— WHAT YOU ARE ASKED TO DO —
Recast the items below as a Markdown table with the columns "Row" and "Line," one numbered row per line and no blank lines. Cover only the stretch from the line containing "A note for the class: find the small" through the line containing "<point>54,279</point>", both included.

· · ·

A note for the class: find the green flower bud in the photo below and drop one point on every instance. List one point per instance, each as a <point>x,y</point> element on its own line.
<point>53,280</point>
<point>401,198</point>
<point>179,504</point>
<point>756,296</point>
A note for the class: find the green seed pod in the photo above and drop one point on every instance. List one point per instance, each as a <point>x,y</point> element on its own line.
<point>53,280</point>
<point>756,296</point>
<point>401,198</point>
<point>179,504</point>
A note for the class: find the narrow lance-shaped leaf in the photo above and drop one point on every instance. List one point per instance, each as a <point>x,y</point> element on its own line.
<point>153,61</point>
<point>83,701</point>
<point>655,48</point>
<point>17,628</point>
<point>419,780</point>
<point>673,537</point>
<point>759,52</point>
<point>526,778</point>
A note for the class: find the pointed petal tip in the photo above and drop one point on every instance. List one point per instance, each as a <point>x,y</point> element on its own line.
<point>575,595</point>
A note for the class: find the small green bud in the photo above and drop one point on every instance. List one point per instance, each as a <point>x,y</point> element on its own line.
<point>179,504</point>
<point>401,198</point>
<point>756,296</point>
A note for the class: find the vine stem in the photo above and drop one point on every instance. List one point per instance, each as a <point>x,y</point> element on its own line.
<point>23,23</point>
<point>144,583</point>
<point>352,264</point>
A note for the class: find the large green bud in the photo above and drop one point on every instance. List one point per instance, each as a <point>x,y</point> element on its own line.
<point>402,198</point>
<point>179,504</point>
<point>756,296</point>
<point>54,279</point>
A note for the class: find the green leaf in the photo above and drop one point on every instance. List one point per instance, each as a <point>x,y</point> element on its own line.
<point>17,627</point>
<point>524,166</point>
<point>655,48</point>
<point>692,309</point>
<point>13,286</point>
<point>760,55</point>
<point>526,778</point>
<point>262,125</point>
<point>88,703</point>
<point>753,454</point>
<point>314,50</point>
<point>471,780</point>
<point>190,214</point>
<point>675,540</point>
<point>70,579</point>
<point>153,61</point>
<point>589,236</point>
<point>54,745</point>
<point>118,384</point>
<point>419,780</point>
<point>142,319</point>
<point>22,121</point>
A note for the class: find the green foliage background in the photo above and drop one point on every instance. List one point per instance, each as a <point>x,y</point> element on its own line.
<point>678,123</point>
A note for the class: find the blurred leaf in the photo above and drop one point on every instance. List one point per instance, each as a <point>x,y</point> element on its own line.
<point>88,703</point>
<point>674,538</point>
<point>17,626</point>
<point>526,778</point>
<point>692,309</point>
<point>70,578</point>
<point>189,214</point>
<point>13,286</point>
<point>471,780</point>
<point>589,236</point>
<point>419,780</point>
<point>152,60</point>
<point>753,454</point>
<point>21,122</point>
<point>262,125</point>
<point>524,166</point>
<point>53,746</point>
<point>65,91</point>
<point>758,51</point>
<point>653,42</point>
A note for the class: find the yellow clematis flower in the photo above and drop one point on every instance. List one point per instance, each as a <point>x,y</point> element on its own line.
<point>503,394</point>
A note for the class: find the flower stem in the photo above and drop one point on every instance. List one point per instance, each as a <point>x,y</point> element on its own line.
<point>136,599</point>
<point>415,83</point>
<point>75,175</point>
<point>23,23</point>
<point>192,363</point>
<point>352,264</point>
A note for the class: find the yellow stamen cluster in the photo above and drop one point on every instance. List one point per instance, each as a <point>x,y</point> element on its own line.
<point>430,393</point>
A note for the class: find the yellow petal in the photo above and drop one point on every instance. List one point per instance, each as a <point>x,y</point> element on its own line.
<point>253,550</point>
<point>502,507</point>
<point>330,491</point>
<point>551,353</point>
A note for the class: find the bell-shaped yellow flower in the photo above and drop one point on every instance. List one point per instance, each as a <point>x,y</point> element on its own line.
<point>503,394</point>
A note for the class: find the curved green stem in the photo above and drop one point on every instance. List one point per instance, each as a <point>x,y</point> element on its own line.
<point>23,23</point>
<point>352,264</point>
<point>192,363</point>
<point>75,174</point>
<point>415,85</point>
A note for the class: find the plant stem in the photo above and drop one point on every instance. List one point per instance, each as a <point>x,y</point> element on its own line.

· · ·

— ANSWER TO THIS TASK —
| Row | Line |
|---|---|
| 1 | A note for the class: find the small green bud in the photo above and drop one point on every instance. List one point per instance, each as a <point>x,y</point> element on its own line. |
| 2 | <point>179,504</point> |
| 3 | <point>401,198</point> |
| 4 | <point>756,296</point> |
| 5 | A note for the class: find the vine stem in the photo above and drop one point on every instance. List one point per instance, each as a <point>x,y</point> element on its own line. |
| 6 | <point>23,23</point> |
| 7 | <point>144,583</point> |
| 8 | <point>352,264</point> |
| 9 | A note for the class: find the large green bud in the photo above and drop one point on every instance. List one point per instance, each as a <point>x,y</point> element on its own line. |
| 10 | <point>402,198</point> |
| 11 | <point>179,504</point> |
| 12 | <point>756,296</point> |
| 13 | <point>54,279</point> |